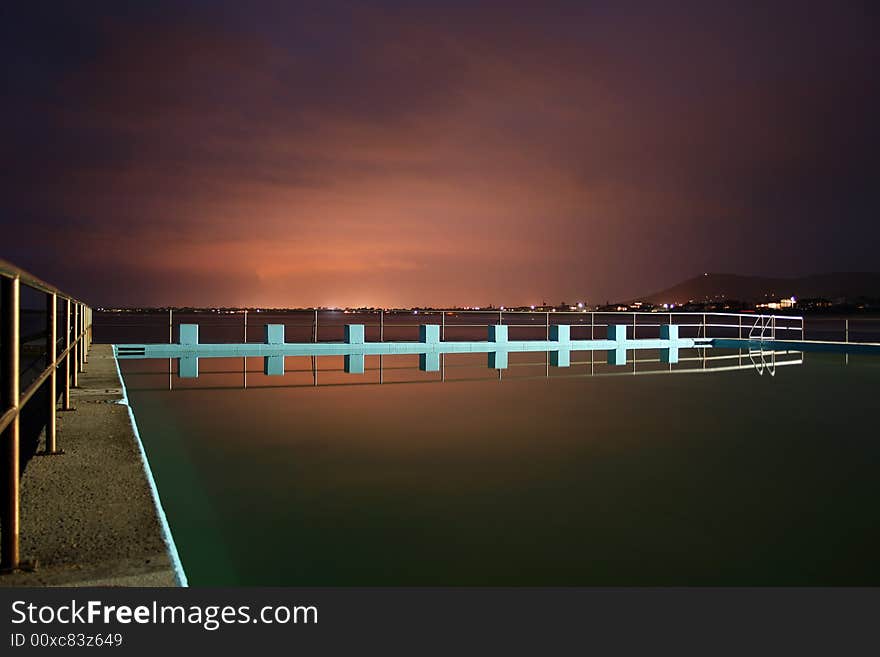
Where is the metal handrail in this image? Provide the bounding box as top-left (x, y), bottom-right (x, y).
top-left (0, 259), bottom-right (93, 572)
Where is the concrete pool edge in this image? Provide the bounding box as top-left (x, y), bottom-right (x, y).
top-left (111, 346), bottom-right (189, 587)
top-left (712, 338), bottom-right (880, 355)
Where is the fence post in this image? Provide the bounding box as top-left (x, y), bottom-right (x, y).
top-left (61, 299), bottom-right (71, 411)
top-left (0, 276), bottom-right (21, 571)
top-left (70, 301), bottom-right (79, 388)
top-left (82, 304), bottom-right (89, 364)
top-left (76, 303), bottom-right (86, 373)
top-left (46, 293), bottom-right (58, 454)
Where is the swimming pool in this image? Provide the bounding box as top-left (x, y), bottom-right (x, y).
top-left (120, 349), bottom-right (880, 586)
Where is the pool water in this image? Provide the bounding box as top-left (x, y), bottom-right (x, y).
top-left (120, 350), bottom-right (880, 586)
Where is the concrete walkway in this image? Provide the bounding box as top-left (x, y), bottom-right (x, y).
top-left (0, 345), bottom-right (176, 586)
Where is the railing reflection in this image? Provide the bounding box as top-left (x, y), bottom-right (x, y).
top-left (123, 348), bottom-right (804, 391)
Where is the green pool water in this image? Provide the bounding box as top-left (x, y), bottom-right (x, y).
top-left (120, 350), bottom-right (880, 586)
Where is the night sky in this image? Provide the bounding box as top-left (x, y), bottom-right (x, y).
top-left (0, 0), bottom-right (880, 306)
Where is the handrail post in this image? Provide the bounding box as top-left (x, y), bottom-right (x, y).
top-left (46, 294), bottom-right (58, 454)
top-left (82, 304), bottom-right (89, 371)
top-left (0, 276), bottom-right (21, 571)
top-left (76, 304), bottom-right (86, 372)
top-left (70, 301), bottom-right (79, 388)
top-left (61, 299), bottom-right (72, 411)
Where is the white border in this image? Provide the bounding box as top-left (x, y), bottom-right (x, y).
top-left (110, 345), bottom-right (189, 587)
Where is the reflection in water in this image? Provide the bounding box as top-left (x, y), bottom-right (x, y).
top-left (120, 349), bottom-right (880, 585)
top-left (126, 348), bottom-right (808, 390)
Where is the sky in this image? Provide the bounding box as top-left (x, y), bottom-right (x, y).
top-left (0, 0), bottom-right (880, 307)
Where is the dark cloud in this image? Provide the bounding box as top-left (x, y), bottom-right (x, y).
top-left (0, 2), bottom-right (880, 305)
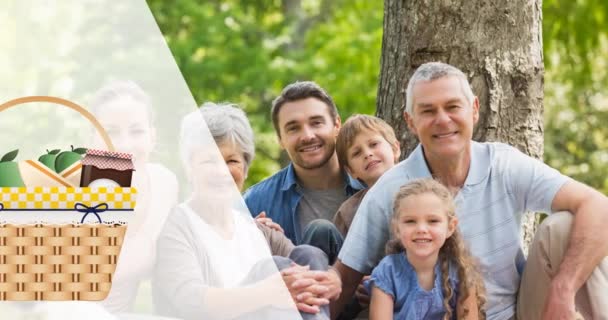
◆ ◆ ◆ ◆ ◆
§ **What you need to do**
Starting with the line that contains "Where is the swimming" and going on through the line that contains "top-left (110, 345), bottom-right (189, 587)", write those lines out again, keeping the ones without coordinates as well. Shift every coordinate in the answers up by 5.

§ **In response**
Where is the swimming pool in this image? Provide the bounding box as top-left (x, y), bottom-right (x, y).
top-left (125, 354), bottom-right (885, 591)
Where is the pool water in this image? Provide the bounding box as top-left (x, y), bottom-right (x, y).
top-left (125, 355), bottom-right (885, 591)
Where is the concrete walkway in this image? Provide the bounding box as top-left (x, y), bottom-right (x, y).
top-left (5, 350), bottom-right (181, 591)
Where is the railing reflection in this image? Provide the bounding box as top-left (x, y), bottom-right (x, y).
top-left (128, 353), bottom-right (809, 396)
Where is the green pool water in this image? Provide the bounding box as top-left (x, y), bottom-right (x, y).
top-left (125, 355), bottom-right (885, 591)
Where is the night sky in this image? Provide the bounding box as top-left (x, y), bottom-right (x, y).
top-left (5, 5), bottom-right (885, 311)
Where is the handrail post in this image? Provide the bounding box as top-left (x, y), bottom-right (x, y).
top-left (51, 299), bottom-right (63, 459)
top-left (87, 309), bottom-right (94, 376)
top-left (5, 281), bottom-right (26, 576)
top-left (81, 309), bottom-right (91, 377)
top-left (75, 306), bottom-right (84, 393)
top-left (66, 304), bottom-right (77, 416)
Where is the white border in this image? Provide the bounding box as top-left (x, y), bottom-right (x, y).
top-left (115, 350), bottom-right (194, 592)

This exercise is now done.